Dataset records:
====

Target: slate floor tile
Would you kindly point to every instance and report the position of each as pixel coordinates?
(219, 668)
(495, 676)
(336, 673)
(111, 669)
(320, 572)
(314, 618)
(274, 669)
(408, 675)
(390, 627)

====

Required task: Change "slate" to "ceramic" in the lines above and write them out again with nothing else altered.

Answer to the task:
Target: ceramic floor tile
Would you kindly point to every instance and report the position of each as pixel coordinates?
(219, 668)
(495, 676)
(336, 673)
(111, 669)
(320, 572)
(314, 618)
(274, 669)
(408, 675)
(390, 627)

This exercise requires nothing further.